▼

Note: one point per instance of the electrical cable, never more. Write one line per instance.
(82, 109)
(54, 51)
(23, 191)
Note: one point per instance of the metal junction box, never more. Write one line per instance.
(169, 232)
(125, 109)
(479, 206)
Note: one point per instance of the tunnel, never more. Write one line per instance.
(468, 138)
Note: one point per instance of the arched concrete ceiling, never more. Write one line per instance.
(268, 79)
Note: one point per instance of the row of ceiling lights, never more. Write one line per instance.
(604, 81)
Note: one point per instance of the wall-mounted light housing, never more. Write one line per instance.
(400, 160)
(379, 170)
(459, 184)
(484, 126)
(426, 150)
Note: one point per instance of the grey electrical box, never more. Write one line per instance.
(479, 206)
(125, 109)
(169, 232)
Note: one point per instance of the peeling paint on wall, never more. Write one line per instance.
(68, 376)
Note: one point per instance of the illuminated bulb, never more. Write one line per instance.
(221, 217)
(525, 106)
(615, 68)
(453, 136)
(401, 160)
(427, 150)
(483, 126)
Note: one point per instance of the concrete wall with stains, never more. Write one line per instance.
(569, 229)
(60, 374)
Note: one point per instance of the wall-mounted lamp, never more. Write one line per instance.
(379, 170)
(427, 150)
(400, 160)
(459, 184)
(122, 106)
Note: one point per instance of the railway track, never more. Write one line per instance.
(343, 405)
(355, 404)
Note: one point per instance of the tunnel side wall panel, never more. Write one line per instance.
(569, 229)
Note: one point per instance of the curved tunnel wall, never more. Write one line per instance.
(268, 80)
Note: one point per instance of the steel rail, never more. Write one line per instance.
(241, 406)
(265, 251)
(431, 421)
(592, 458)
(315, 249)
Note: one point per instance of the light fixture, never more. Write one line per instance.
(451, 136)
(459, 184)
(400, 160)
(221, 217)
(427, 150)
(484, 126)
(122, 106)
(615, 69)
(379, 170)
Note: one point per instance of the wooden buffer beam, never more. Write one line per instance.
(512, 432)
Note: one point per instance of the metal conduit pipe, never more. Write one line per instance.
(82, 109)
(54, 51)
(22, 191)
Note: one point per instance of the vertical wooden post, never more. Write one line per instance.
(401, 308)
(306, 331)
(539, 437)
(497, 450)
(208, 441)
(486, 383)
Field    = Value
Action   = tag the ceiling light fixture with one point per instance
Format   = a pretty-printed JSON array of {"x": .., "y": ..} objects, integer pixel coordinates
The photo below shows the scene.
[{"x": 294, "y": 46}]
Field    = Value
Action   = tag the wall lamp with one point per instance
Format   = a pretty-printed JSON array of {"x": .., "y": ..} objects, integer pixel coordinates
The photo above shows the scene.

▲

The request:
Update all of the records above by changing every "one point per instance" to "a single point per instance", and write out the lines again with nothing else altered.

Written response:
Note: a single point per instance of the electrical cable, never more. Write one line per instance.
(82, 109)
(54, 51)
(23, 191)
Note: a single point per instance of the metal junction box, never more. Write one line per instance.
(169, 232)
(125, 109)
(479, 206)
Note: a single point per instance of the tunnel, never more. Write one line per instance.
(468, 138)
Note: a single point per instance of the arched concrete ceiling, never more. Write one line per instance.
(268, 79)
Note: a single point per instance of the row of ceiling lights, never more. Write one line per instance.
(604, 81)
Note: a single point per instance of the wall-mounted light housing, never more. Write one line per instance.
(400, 160)
(379, 170)
(459, 184)
(484, 126)
(426, 150)
Note: a single point per instance of the grey electrical box, never more. Write one line per instance.
(479, 206)
(125, 109)
(169, 232)
Note: a single point per instance of the peeling paint on wall, never more. Write one line per instance.
(68, 376)
Note: a single point per instance of the illuminated bulb, never more. Write one line per instance.
(221, 217)
(525, 106)
(615, 68)
(453, 136)
(401, 160)
(427, 150)
(483, 126)
Note: a single point per instance of the concrete wall with stains, never more. Write one line per instance.
(569, 229)
(60, 374)
Note: a single point per instance of the wall-mounted lamp, never more. Write one line per instance.
(379, 170)
(427, 150)
(400, 160)
(459, 184)
(122, 106)
Note: a single point per instance of the railway track, never more. Write one line per instance.
(343, 405)
(355, 404)
Note: a single point per instance of the tunnel side wall panel, never more. Write one line per instance.
(569, 229)
Note: a single point per instance of the curved tunnel wall, never more. Write one line per instance.
(268, 80)
Note: a single point per instance of the steel rail, never more. Write one line per instance.
(241, 406)
(265, 251)
(431, 421)
(592, 458)
(315, 249)
Note: a single point per instance of the light fixture, never more. Write one line per instance.
(451, 136)
(459, 184)
(400, 160)
(221, 217)
(427, 150)
(484, 126)
(122, 106)
(615, 69)
(379, 170)
Note: a single point per instance of the wooden buffer beam, never more. Write one line per instance.
(512, 432)
Note: a single point per instance of the metal conduit pipe, never more. Write one line per instance.
(82, 109)
(54, 51)
(22, 191)
Note: a single point per instance of the vertical wooden post, never more. Write one line per instance.
(401, 308)
(306, 331)
(539, 437)
(497, 450)
(208, 441)
(486, 383)
Field    = Value
Action   = tag the ceiling light fixture with a single point per instance
Format   = a pretty-printed JSON array of {"x": .., "y": ..} objects, integer pixel coordinates
The photo below shows the scene.
[{"x": 294, "y": 46}]
Field    = Value
Action   = tag the wall lamp with a single point per instance
Format   = a pretty-printed JSON array of {"x": .., "y": ..} objects, integer pixel coordinates
The photo above shows the scene.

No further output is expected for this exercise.